▶ _Work to be completed_
Please rewrite only the lines of the records from the one containing "Indicate a point per instance of the reflection" through the end of the records, both ends included, keeping the requests as they are. Adjust every coordinate in the answers by -84.

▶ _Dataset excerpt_
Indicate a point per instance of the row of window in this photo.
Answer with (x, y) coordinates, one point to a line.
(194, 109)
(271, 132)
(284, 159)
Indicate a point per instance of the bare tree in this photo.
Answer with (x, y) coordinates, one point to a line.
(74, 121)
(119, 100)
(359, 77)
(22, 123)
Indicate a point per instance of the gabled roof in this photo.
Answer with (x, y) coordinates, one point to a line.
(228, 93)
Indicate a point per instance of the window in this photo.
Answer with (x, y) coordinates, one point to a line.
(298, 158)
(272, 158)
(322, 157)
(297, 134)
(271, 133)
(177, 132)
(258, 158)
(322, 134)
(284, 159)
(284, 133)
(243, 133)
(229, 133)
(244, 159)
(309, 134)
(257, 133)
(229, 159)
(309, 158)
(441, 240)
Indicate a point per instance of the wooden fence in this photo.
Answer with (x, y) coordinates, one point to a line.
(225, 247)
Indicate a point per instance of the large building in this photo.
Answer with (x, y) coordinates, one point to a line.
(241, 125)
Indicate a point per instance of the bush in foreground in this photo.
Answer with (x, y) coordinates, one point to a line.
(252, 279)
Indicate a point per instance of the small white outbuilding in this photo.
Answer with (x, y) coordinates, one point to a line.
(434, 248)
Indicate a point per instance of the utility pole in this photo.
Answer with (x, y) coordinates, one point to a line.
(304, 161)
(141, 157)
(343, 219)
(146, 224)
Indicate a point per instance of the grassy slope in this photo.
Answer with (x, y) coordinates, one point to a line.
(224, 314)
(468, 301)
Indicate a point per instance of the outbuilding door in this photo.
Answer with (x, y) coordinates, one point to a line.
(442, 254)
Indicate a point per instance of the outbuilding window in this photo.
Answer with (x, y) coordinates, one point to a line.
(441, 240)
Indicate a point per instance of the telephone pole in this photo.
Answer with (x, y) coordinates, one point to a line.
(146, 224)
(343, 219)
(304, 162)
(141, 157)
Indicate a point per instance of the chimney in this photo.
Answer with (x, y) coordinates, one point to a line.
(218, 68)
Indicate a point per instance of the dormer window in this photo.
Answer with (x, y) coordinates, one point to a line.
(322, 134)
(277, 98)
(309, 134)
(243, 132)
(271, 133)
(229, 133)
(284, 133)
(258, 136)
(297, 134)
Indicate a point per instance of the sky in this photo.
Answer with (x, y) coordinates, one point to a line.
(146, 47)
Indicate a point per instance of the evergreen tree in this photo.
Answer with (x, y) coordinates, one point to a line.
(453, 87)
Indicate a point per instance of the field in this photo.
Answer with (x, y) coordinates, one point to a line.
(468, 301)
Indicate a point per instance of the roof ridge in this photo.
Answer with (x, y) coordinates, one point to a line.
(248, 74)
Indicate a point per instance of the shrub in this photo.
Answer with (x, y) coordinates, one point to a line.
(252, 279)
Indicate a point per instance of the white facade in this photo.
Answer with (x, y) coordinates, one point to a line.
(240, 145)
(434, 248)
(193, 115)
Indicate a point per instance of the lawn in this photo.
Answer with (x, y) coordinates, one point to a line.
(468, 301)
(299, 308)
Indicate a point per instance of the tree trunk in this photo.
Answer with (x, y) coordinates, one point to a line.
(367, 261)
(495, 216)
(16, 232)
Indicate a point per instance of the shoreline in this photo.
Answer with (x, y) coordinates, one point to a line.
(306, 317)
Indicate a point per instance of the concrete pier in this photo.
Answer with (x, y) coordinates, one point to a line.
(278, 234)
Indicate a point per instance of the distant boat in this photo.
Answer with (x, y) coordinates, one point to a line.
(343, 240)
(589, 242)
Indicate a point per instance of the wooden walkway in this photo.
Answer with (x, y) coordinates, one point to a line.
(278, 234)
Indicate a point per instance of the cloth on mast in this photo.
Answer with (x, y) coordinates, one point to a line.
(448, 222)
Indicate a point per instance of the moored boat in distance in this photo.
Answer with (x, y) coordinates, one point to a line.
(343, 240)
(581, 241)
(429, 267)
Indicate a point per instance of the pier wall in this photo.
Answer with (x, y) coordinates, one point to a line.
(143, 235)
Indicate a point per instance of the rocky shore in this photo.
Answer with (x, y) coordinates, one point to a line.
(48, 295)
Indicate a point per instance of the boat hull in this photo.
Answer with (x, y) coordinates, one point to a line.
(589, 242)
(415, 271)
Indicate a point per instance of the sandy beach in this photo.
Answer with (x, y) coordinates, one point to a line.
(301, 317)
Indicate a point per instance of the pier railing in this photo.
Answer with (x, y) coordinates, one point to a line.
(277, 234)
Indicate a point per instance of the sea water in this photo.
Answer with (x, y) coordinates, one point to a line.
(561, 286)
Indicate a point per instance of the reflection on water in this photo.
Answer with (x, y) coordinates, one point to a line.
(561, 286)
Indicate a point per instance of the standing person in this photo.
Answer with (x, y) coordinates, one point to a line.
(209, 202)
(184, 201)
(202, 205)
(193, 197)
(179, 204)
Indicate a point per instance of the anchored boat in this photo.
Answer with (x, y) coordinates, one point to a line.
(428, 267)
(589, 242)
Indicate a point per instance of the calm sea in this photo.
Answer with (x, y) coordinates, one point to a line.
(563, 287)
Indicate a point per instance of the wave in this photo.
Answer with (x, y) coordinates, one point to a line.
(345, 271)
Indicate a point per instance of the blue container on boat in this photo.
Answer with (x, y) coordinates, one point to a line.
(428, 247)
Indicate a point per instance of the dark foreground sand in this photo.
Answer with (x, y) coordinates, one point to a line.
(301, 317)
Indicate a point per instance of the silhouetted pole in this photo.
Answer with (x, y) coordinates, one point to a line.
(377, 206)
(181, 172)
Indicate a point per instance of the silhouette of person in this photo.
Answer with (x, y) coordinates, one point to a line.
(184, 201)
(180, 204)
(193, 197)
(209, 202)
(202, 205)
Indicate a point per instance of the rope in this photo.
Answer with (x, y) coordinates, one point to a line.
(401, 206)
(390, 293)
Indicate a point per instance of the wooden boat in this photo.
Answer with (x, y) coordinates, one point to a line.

▶ _Solution to this task_
Indicate a point per instance of the reflection on water in this photo.
Answer with (x, y) coordinates, one point to a line.
(477, 202)
Indicate a point per instance of the standing person in this photo.
Answer with (x, y) coordinates, one point to a line.
(125, 118)
(100, 117)
(118, 121)
(109, 113)
(95, 120)
Indicate a point per instance of the anchored boat in this photo.
Answer with (x, y) coordinates, one point to a line.
(344, 183)
(505, 158)
Indicate a point per instance of the calm sea in this photo.
Answer with (x, y) coordinates, one point to a line.
(479, 203)
Indicate a point per instance of the wave in this photo.
Answer with (x, y) coordinates, one point to a line.
(261, 187)
Indicate a point per instance of the blue container on boat in this photo.
Answer with (x, y) coordinates, one point to a line.
(344, 163)
Indicate a point per instance of the dark foreground sand in this photo.
Answer with (x, y) coordinates, one point to a line.
(217, 233)
Indicate a point per instance of the silhouetted pole in this photo.
Answer with (x, y) coordinates, one point to a line.
(293, 122)
(97, 88)
Indicate a point per instance of the silhouette of person in this photo.
Answer with (x, y) coordinates, one point to a line.
(100, 117)
(96, 120)
(109, 113)
(125, 118)
(118, 121)
Indicate a point per instance of the rope in this photo.
Answer with (x, y) coordinates, one point to a line.
(317, 122)
(306, 209)
Indicate a point per instance of the wooden boat in this photo.
Answer with (x, y) coordinates, one point to a line.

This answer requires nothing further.